### [Task to complete]
How many lines in the rows below contain the string "person"? Case matters. Reply with the number only.
=======
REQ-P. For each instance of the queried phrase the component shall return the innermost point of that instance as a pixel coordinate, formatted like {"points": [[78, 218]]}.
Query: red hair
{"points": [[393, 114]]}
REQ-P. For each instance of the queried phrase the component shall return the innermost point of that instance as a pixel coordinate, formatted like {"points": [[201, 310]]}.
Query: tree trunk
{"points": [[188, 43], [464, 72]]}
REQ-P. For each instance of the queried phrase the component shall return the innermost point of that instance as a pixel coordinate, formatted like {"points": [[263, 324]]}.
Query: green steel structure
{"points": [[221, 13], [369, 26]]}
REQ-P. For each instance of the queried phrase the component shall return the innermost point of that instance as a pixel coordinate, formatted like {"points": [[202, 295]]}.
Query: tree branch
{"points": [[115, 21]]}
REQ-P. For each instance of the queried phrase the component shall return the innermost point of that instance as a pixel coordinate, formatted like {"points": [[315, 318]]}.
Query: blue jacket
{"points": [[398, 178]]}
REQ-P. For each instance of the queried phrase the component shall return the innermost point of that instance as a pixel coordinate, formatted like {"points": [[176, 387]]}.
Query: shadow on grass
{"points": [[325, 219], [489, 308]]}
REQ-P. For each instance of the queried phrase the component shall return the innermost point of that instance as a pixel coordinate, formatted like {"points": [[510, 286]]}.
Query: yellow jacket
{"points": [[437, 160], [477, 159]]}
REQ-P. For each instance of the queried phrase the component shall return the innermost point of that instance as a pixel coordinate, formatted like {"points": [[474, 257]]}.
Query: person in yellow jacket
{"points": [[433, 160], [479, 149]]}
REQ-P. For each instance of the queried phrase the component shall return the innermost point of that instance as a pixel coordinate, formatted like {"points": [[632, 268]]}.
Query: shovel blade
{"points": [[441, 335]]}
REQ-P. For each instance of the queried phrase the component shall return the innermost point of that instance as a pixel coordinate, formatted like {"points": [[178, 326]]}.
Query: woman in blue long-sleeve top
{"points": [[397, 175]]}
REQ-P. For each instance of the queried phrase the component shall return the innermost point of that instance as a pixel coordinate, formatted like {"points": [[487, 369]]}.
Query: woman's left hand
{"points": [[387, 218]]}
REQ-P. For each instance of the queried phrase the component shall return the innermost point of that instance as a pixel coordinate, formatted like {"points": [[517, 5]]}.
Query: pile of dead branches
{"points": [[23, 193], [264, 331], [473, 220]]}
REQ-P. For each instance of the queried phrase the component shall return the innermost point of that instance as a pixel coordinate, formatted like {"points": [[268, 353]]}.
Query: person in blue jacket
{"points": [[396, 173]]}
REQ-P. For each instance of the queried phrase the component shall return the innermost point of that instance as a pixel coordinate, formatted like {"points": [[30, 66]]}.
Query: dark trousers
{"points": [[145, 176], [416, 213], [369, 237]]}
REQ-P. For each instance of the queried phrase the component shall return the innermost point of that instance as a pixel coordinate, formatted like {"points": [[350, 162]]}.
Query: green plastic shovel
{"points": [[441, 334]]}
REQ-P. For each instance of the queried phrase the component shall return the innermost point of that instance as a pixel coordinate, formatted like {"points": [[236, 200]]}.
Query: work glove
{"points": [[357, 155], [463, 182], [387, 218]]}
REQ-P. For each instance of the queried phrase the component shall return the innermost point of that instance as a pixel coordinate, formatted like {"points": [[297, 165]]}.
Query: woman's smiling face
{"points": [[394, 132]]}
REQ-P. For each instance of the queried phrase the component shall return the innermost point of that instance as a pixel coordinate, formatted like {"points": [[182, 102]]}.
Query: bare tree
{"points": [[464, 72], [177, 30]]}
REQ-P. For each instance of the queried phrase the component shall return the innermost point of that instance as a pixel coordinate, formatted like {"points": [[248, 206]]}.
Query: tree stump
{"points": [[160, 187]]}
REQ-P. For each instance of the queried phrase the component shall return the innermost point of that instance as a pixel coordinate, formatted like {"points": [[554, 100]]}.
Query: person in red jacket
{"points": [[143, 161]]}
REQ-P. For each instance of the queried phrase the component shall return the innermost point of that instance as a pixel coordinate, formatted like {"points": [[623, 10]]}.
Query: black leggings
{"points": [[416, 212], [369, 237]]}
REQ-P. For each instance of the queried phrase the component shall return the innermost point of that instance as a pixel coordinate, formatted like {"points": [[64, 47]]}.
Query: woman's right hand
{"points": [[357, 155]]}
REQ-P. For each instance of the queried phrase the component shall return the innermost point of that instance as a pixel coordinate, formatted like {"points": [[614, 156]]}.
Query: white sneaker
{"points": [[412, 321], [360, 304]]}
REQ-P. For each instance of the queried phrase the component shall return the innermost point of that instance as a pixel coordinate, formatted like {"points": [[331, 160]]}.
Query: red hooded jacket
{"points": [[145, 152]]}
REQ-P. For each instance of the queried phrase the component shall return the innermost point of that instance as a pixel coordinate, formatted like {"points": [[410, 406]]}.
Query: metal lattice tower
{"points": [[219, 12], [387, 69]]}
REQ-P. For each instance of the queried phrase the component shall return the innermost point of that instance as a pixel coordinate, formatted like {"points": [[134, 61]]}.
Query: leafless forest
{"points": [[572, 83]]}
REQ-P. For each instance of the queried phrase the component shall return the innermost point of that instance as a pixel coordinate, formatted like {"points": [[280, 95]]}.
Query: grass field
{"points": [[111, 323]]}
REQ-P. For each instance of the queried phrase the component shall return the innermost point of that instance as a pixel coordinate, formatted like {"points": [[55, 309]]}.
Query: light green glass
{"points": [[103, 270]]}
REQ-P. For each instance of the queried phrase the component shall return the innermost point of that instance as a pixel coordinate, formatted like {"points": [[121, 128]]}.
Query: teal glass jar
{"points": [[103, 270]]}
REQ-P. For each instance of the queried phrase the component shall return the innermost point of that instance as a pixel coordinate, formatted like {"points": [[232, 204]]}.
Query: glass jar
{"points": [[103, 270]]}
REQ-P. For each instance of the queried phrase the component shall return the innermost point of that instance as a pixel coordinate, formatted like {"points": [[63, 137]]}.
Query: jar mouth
=======
### [Response to this exercise]
3